Image location labeling entries:
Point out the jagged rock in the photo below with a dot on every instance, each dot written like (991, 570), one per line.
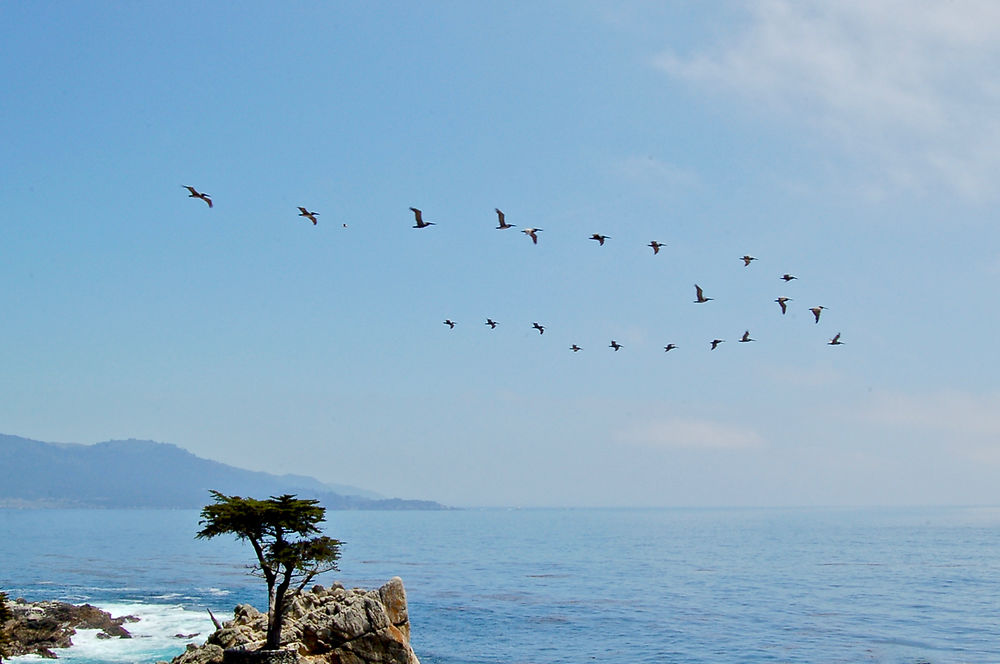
(325, 626)
(39, 627)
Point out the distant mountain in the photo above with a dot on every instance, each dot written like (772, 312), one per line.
(144, 473)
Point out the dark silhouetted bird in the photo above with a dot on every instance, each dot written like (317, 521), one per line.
(503, 224)
(531, 232)
(197, 194)
(311, 216)
(419, 216)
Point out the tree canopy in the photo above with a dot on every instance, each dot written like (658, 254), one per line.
(285, 536)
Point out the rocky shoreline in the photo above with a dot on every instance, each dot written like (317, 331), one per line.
(37, 628)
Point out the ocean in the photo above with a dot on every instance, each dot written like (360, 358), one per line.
(547, 586)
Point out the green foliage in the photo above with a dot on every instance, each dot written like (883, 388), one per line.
(284, 533)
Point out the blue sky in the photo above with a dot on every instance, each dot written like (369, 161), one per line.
(855, 145)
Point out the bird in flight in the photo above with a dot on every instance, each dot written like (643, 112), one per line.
(419, 216)
(503, 224)
(311, 216)
(197, 194)
(531, 232)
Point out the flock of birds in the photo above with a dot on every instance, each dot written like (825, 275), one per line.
(502, 224)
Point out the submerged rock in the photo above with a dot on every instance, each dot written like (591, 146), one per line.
(324, 625)
(37, 628)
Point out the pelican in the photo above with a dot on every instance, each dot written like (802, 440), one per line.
(419, 216)
(311, 216)
(700, 295)
(503, 224)
(197, 194)
(530, 232)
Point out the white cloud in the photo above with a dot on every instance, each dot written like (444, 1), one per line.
(692, 433)
(908, 86)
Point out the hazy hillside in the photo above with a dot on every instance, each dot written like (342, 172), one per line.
(143, 473)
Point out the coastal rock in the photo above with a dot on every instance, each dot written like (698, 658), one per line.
(36, 628)
(324, 626)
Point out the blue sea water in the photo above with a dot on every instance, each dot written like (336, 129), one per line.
(547, 586)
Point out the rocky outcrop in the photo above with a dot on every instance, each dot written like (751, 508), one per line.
(325, 626)
(36, 628)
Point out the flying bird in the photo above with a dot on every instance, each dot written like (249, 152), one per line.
(197, 194)
(531, 232)
(419, 216)
(311, 216)
(503, 224)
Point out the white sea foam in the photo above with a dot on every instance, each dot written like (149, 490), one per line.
(154, 637)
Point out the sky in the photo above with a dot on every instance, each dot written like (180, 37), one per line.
(855, 145)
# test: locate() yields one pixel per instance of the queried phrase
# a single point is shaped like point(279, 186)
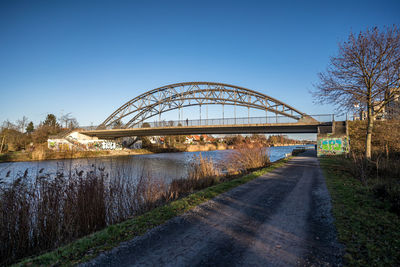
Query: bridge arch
point(181, 95)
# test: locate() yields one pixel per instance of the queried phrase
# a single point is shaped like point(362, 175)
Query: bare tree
point(365, 73)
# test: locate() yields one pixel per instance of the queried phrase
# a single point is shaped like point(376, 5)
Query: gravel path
point(280, 219)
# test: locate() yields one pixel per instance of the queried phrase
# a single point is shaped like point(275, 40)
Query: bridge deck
point(271, 128)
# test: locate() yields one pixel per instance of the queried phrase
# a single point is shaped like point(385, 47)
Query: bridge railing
point(227, 121)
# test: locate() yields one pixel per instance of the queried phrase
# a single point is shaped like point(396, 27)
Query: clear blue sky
point(90, 57)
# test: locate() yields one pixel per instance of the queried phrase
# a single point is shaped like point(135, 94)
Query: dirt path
point(280, 219)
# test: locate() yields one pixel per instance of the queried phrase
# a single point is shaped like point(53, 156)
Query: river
point(166, 166)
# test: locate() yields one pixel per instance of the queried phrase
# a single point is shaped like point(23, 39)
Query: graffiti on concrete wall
point(333, 146)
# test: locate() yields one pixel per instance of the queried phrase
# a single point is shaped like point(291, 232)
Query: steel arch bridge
point(181, 95)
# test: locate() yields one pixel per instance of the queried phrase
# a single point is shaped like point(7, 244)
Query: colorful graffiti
point(333, 146)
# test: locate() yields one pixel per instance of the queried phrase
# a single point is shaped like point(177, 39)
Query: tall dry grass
point(380, 174)
point(247, 156)
point(41, 213)
point(202, 173)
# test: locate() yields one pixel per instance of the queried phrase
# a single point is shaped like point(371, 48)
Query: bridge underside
point(275, 128)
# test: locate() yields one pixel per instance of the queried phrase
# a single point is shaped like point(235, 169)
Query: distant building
point(73, 140)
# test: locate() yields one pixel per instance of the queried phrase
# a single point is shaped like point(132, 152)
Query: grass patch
point(90, 246)
point(366, 225)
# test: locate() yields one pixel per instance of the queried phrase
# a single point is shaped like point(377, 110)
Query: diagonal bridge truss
point(181, 95)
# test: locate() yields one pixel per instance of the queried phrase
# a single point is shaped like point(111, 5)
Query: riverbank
point(90, 246)
point(366, 225)
point(52, 155)
point(45, 154)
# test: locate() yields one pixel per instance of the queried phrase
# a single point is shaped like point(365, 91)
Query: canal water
point(165, 166)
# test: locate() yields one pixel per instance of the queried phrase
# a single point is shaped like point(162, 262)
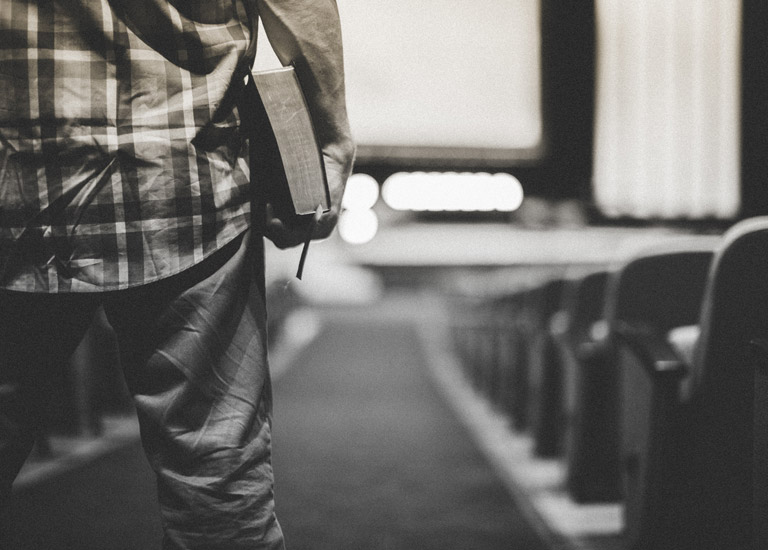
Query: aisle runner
point(368, 456)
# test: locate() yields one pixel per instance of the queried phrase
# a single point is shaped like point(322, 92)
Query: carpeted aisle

YOUR TASK:
Transcribe the material as is, with images omitted.

SOLUTION TO THIS EXERCISE:
Point out the jagged rock in the photo below with a dot on every instance, each dot written like (991, 570), one per line.
(325, 626)
(39, 627)
Point out the distant mountain in the photo above with a dot on every instance, each dot written like (772, 312), one per line.
(144, 473)
Point out the dark silhouetted bird in the photo above with a dot on every instance, each dot written like (317, 521), one per line.
(503, 224)
(531, 232)
(197, 194)
(311, 216)
(419, 216)
Point out the tree canopy in the photo above with a dot on every instance, each dot written like (658, 254), one per line.
(285, 536)
Point out the rocky shoreline in the photo above with a dot on every instance, each dot written like (317, 331), one per line.
(37, 628)
Point out the ocean in the photo above with a dot on every instance, each dot written like (360, 358), one per line.
(547, 586)
Point out the green foliage in the photo above with a dot on every instance, each dot written like (883, 388), one per line.
(284, 533)
Point out the blue sky in the photo above with a dot on every instance, each dot written like (369, 161), one per line.
(855, 145)
Point out the bird in flight in the photo above with a dot on every instance, each dot written like (643, 112), one per line.
(419, 216)
(503, 224)
(311, 216)
(197, 194)
(531, 232)
Point out the flock of birds in the photo above with a dot on every instance, each dot written like (825, 275), one per line.
(502, 224)
Point out the submerged rock in the photo above with a dot on every instance, each dot written like (591, 146), one per line.
(324, 625)
(37, 628)
Point out the pelican in the photo above with a dot on every instance, each dot written like (802, 440), one per line.
(419, 216)
(311, 216)
(700, 295)
(503, 224)
(197, 194)
(530, 232)
Point out the white cloud in the photo above with a dot on every instance, each dot written like (444, 1), one per line.
(692, 433)
(908, 86)
Point out the hazy hillside in the photo above with a dot on every instance, each dot written like (342, 172), one per line.
(143, 473)
Point out the coastal rock in the photo above with a dot on every instance, each dot written like (698, 658), one per line.
(36, 628)
(324, 626)
Point out the blue sea water in the photo above with a dot on every instance, each dot written like (336, 129), one per line.
(547, 586)
Point out the rocky outcrop in the photo above with a dot on every instance, each dot written like (751, 508), one per line.
(325, 626)
(36, 628)
Point out the flying bird in the photo above with a dot on every instance, each dot written like (249, 152), one per line.
(197, 194)
(531, 232)
(419, 216)
(311, 216)
(503, 224)
Point out the white sea foam in the photo above with a dot on every instance, each dot written like (149, 490), one per line.
(154, 637)
Point out the sky in the photo above with a dot on every instance, each dot written like (180, 37), one per line.
(855, 145)
# test: locate() yields one pixel per instance of the queried phrase
# a single point is shaped like point(279, 186)
Query: bridge arch
point(181, 95)
# test: locate() yields one pixel per instance of the queried phrase
# a single point is shaped like point(362, 175)
Query: bare tree
point(365, 73)
# test: locate() yields one pixel per instance of the queried phrase
# a single point is shaped like point(376, 5)
Query: gravel path
point(280, 219)
# test: locate() yields one pixel per instance of the queried phrase
# a single point is shaped like point(275, 40)
Query: bridge deck
point(271, 128)
# test: locate() yields one pixel per instance of the queried phrase
# a single point is shaped like point(385, 47)
Query: bridge railing
point(227, 121)
# test: locate() yields one pixel per instance of the queried phrase
# a single point is shaped like point(396, 27)
Query: clear blue sky
point(90, 57)
# test: locate() yields one pixel per instance of the queried phrase
# a single point is shaped like point(135, 94)
Query: dirt path
point(280, 219)
# test: locate() yields one pixel per instance of the queried phrase
# a single point is shaped like point(53, 156)
Query: river
point(166, 166)
# test: locate() yields one pixel per instance of the queried phrase
# a single point is shaped like point(23, 39)
Query: graffiti on concrete wall
point(333, 146)
# test: locate() yields one pixel per instance of the queried phrase
# a single point is shaped like point(291, 232)
Query: steel arch bridge
point(181, 95)
# test: locate() yields one pixel per instance of the queried phrase
# a single point is shaped like point(7, 244)
Query: colorful graffiti
point(333, 146)
# test: locate() yields one pixel per instance of the queried phrase
# a single point is shaped like point(177, 39)
Query: tall dry grass
point(380, 174)
point(247, 156)
point(41, 213)
point(202, 173)
# test: locate() yields one pixel per instance of the queried phrase
# a single point is shaped like point(371, 48)
Query: bridge underside
point(275, 128)
# test: locate() yields one pixel per instance of the queried phrase
# a single point is shaped like point(235, 169)
Query: distant building
point(73, 140)
# test: locate() yields one pixel per instance of the queried phrase
# a single point is shaped like point(132, 152)
Query: grass patch
point(90, 246)
point(366, 225)
# test: locate() yields one pixel per instance of the queried phrase
# a single point is shaped like point(377, 110)
Query: diagonal bridge truss
point(181, 95)
# test: locate() yields one pixel per instance of the queried phrase
# a single point is shaped like point(111, 5)
Query: riverbank
point(90, 246)
point(366, 225)
point(52, 155)
point(45, 154)
# test: locate() yields one pixel per instance of the queried phrase
# a single point is shaped like point(365, 91)
Query: canal water
point(165, 166)
# test: locate() yields one pixel per instance of the queried phrase
# a single point is shaped like point(162, 262)
Query: aisle runner
point(368, 456)
# test: locate() yields one pixel per instance of the queried phrase
# a single point is shaped like point(322, 92)
Query: carpeted aisle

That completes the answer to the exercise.